Exercise brief
For this task, copy the data that follows exactly, keeping every character.

Extracted data
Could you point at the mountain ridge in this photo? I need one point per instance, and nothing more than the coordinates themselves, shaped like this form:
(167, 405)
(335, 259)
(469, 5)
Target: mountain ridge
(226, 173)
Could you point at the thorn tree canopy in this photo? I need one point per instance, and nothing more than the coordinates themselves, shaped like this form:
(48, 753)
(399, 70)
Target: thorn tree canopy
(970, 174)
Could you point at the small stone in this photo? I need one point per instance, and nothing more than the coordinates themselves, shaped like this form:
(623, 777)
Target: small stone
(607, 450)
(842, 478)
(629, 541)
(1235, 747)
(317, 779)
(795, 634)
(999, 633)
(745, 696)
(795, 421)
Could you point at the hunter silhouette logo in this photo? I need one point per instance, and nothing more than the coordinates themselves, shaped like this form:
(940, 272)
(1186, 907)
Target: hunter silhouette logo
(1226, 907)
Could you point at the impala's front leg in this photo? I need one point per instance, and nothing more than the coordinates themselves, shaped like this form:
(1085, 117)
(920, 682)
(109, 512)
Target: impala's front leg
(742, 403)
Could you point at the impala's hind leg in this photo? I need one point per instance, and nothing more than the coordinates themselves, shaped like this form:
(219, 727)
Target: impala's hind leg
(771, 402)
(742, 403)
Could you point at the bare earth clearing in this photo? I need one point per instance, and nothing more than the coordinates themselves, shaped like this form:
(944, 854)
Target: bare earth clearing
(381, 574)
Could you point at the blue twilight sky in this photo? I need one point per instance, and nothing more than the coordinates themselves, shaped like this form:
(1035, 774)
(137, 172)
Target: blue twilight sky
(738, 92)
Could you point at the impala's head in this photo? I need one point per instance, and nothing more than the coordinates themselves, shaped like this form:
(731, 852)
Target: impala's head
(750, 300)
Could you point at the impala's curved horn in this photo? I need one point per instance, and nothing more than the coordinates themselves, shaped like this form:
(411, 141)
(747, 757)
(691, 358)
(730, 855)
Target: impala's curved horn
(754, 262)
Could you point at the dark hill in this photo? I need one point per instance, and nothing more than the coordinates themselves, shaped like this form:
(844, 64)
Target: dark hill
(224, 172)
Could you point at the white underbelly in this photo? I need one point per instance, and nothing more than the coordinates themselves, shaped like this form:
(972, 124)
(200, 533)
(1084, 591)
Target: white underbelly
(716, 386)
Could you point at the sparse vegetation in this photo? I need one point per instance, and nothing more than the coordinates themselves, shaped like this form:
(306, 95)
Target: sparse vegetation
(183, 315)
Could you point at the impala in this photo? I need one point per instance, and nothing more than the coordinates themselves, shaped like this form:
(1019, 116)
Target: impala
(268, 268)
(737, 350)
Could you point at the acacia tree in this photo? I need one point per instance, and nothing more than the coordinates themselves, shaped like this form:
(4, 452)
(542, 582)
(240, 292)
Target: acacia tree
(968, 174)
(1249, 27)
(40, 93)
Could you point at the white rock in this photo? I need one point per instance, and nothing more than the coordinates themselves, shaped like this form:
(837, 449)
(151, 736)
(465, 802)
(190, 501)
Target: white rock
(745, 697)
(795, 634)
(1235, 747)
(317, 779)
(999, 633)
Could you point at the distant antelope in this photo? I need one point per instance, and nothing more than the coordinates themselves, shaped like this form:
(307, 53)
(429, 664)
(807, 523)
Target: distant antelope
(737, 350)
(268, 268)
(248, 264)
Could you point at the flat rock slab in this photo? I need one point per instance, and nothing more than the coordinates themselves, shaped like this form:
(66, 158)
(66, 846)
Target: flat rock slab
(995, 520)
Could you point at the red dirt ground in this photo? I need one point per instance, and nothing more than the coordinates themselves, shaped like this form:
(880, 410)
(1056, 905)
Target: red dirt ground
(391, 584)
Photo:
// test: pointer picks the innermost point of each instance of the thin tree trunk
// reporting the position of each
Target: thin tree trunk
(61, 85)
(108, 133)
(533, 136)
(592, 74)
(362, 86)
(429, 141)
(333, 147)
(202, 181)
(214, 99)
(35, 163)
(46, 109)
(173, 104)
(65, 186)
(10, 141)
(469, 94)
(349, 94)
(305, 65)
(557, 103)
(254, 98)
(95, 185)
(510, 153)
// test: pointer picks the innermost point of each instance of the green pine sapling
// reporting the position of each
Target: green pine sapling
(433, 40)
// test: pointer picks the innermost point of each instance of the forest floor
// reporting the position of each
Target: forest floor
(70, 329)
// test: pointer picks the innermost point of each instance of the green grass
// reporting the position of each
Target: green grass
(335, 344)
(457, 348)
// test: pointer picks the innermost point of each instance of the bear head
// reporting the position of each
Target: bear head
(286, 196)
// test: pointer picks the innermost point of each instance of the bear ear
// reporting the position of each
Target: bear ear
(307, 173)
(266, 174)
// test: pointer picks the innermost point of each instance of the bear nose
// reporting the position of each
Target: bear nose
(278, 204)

Task solution
Could you point at the mountain ridge in this photo? I need one point per instance, and nothing more than the coordinates themselves, shaped like this form:
(167, 405)
(335, 259)
(469, 5)
Target: mountain ridge
(226, 173)
Could you point at the thorn tree canopy in this photo? I need one point per instance, and nothing more than the coordinates themselves, shaped like this form:
(48, 753)
(399, 70)
Target: thorn tree canopy
(970, 174)
Could you point at the small stone in this photo? I need one point per instance, and nothing more than the coordinates themselves, shaped like this form:
(623, 777)
Target: small stone
(607, 450)
(842, 478)
(629, 541)
(1235, 747)
(317, 779)
(795, 634)
(999, 633)
(745, 696)
(795, 421)
Could you point at the hunter silhouette logo in this photo? I need one point per instance, and nothing more than the coordinates themselves, shaped like this form:
(940, 272)
(1186, 907)
Target: hunter silhouette logo
(1226, 907)
Could you point at the impala's front leg in this photo? I need one point per instance, and nothing more than the coordinates themselves, shaped like this form:
(1085, 117)
(920, 682)
(109, 512)
Target: impala's front leg
(742, 403)
Could you point at the impala's hind leg in this photo? I need one point per instance, and nothing more than the coordinates themselves, shaped like this form:
(219, 727)
Target: impala's hind leg
(771, 402)
(742, 403)
Could you point at the bare earth clearing in this photo? I need one point per instance, and nothing more than the coordinates themselves, shaped like this form:
(944, 854)
Target: bare earth clearing
(381, 574)
Could you point at the blue twilight sky in this photo? I need one point per instance, and nothing more than the coordinates themselves, shaped like this form:
(1035, 774)
(137, 172)
Target: blue twilight sky
(738, 92)
Could you point at the impala's head in this photo? I need one point per instance, and nothing more than the coordinates themselves, shaped like this form:
(731, 852)
Target: impala's head
(750, 300)
Could you point at the impala's curved horn in this photo? I need one point per instance, and nothing more than the coordinates themselves, shaped like this form:
(411, 141)
(747, 757)
(691, 358)
(730, 855)
Target: impala's curved horn
(754, 262)
Could you point at the dark hill in this photo? I need one point per instance, and nothing more than the coordinates themselves, shaped like this form:
(844, 64)
Target: dark hill
(224, 172)
Could you point at the white underbelly in this photo? I need one point per instance, and nothing more than the coordinates themselves, shaped like this form:
(972, 124)
(200, 533)
(1084, 591)
Target: white underbelly
(716, 386)
Could you point at the sparse vegetation in this photo? I need one point per instance, and nothing more than the coordinates themselves, shaped like this form:
(306, 95)
Target: sparse vegetation
(183, 315)
Could you point at the impala in this photo? I need one point per instance, and nothing more than the coordinates themselves, shaped like this form:
(1019, 116)
Target: impala
(268, 268)
(737, 350)
Could you point at the acacia tree in this photo? I need one point per instance, and nothing more than the coordinates themselves, shaped like this form:
(4, 452)
(542, 582)
(240, 292)
Target: acacia tree
(968, 174)
(1249, 27)
(40, 93)
Could you point at the white rock in this photo? I need one point per instance, and nothing more than the coordinates themselves, shaped like this form:
(837, 449)
(151, 736)
(465, 802)
(190, 501)
Target: white rock
(745, 697)
(795, 634)
(1235, 747)
(317, 779)
(999, 633)
Could you point at the distant antelope in this photo? I need one point per instance, and nothing more than the coordinates themselves, shaped like this form:
(307, 53)
(429, 664)
(807, 523)
Target: distant antelope
(737, 350)
(268, 268)
(248, 264)
Could you point at the flat rock slab in this photo? I need one point per instance, and nothing more than the coordinates themselves, shaped like this form:
(66, 158)
(66, 846)
Target: flat rock slab
(995, 520)
Could you point at the red dirt ground in this photo? I need one point per instance, and nothing more than the coordinates themselves, shaped like this form:
(880, 410)
(1056, 905)
Target: red dirt ground
(391, 584)
Photo:
// test: pointer picks the innermost point of each instance of the thin tree trunk
// reporting the position of each
Target: thin tree trunk
(61, 85)
(108, 133)
(533, 136)
(592, 74)
(362, 86)
(429, 141)
(333, 147)
(202, 181)
(214, 99)
(35, 163)
(46, 109)
(173, 104)
(65, 186)
(10, 141)
(469, 94)
(349, 94)
(305, 65)
(557, 103)
(254, 98)
(95, 185)
(510, 153)
// test: pointer picks the innermost point of each instance of the green pine sapling
// reporting the position of each
Target: green pine sapling
(433, 40)
// test: pointer picks the innermost point of each instance of the forest floor
// reporting the position of each
Target: forest floor
(70, 329)
// test: pointer picks the innermost point of each instance of the green grass
// reporting the position of each
Target: green grass
(335, 344)
(457, 348)
// test: pointer picks the innermost point of each instance of the bear head
// reporting the position of each
Target: bear head
(286, 196)
// test: pointer picks the innermost point of each instance of the bear ear
// reporting the position of each
Target: bear ear
(307, 173)
(266, 174)
// test: pointer picks the innermost point of each instance of the bear nose
// reporting the position of each
Target: bear nose
(278, 204)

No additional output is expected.